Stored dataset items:

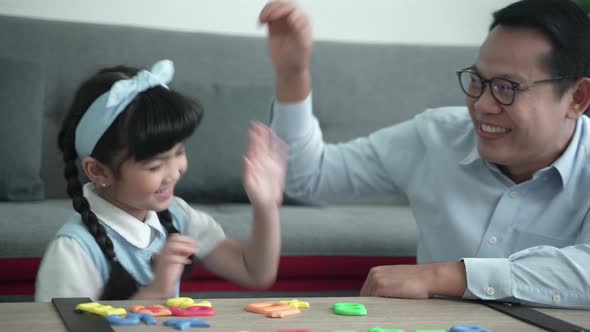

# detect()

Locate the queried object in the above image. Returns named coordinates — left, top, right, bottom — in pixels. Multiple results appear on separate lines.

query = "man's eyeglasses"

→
left=456, top=69, right=566, bottom=106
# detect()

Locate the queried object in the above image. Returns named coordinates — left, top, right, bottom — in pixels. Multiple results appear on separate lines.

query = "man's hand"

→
left=243, top=121, right=288, bottom=209
left=360, top=262, right=467, bottom=298
left=259, top=1, right=312, bottom=102
left=259, top=1, right=312, bottom=76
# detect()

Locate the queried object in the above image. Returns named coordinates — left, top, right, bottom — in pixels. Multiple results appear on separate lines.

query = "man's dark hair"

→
left=491, top=0, right=590, bottom=97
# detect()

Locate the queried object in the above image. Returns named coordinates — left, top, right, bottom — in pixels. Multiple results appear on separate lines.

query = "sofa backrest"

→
left=0, top=15, right=478, bottom=203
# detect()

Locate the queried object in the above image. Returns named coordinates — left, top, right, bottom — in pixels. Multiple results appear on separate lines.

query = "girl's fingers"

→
left=269, top=131, right=289, bottom=157
left=162, top=236, right=198, bottom=257
left=243, top=156, right=258, bottom=188
left=167, top=234, right=198, bottom=247
left=159, top=255, right=192, bottom=265
left=246, top=121, right=273, bottom=159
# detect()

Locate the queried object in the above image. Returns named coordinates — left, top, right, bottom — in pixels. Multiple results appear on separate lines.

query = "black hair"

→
left=57, top=64, right=202, bottom=299
left=490, top=0, right=590, bottom=99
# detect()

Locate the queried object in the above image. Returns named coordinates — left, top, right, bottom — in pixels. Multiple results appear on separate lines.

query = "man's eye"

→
left=493, top=82, right=513, bottom=93
left=470, top=76, right=482, bottom=87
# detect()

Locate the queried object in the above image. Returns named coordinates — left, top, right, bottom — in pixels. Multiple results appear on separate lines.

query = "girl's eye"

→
left=149, top=165, right=162, bottom=172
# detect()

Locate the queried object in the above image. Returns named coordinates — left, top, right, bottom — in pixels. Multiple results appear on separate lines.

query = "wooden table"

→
left=1, top=297, right=589, bottom=332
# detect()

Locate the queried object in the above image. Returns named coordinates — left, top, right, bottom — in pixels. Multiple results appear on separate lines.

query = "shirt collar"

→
left=459, top=128, right=481, bottom=166
left=459, top=139, right=481, bottom=166
left=82, top=183, right=166, bottom=248
left=459, top=117, right=583, bottom=187
left=551, top=117, right=583, bottom=187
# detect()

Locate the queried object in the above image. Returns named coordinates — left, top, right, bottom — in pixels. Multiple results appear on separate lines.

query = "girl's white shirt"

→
left=34, top=183, right=225, bottom=302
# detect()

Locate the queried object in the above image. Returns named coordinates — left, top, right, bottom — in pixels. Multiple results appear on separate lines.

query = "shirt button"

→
left=486, top=287, right=495, bottom=296
left=488, top=236, right=497, bottom=245
left=553, top=295, right=561, bottom=303
left=510, top=191, right=519, bottom=198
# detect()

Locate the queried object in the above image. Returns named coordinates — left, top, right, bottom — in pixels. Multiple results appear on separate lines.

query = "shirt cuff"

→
left=462, top=287, right=478, bottom=300
left=462, top=257, right=513, bottom=300
left=270, top=93, right=314, bottom=140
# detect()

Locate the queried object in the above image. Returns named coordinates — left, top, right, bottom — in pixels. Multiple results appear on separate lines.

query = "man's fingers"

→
left=360, top=279, right=373, bottom=296
left=258, top=1, right=283, bottom=22
left=259, top=1, right=297, bottom=24
left=286, top=8, right=308, bottom=32
left=268, top=4, right=297, bottom=23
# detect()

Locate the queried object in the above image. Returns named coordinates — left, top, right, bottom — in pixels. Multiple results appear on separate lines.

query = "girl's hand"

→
left=148, top=234, right=198, bottom=298
left=243, top=122, right=288, bottom=209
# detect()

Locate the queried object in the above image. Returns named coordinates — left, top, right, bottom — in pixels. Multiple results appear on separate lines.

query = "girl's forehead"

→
left=133, top=142, right=186, bottom=164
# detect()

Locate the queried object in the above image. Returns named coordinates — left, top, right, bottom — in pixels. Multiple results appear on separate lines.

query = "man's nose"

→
left=474, top=84, right=502, bottom=114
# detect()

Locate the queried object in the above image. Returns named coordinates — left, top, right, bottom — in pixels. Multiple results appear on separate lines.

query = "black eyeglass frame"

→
left=456, top=68, right=566, bottom=106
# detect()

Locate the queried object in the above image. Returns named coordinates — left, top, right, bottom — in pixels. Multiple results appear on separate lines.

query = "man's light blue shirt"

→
left=271, top=94, right=590, bottom=308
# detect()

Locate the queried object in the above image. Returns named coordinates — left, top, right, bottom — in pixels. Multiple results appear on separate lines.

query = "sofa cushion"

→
left=0, top=200, right=417, bottom=259
left=175, top=84, right=273, bottom=203
left=0, top=57, right=45, bottom=201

**Task to complete:**
Report each line above containing the string "girl".

**Output:**
query = "girl's fingers"
query = "girl's eye"
query = "girl's white shirt"
query = "girl's hand"
query = "girl's forehead"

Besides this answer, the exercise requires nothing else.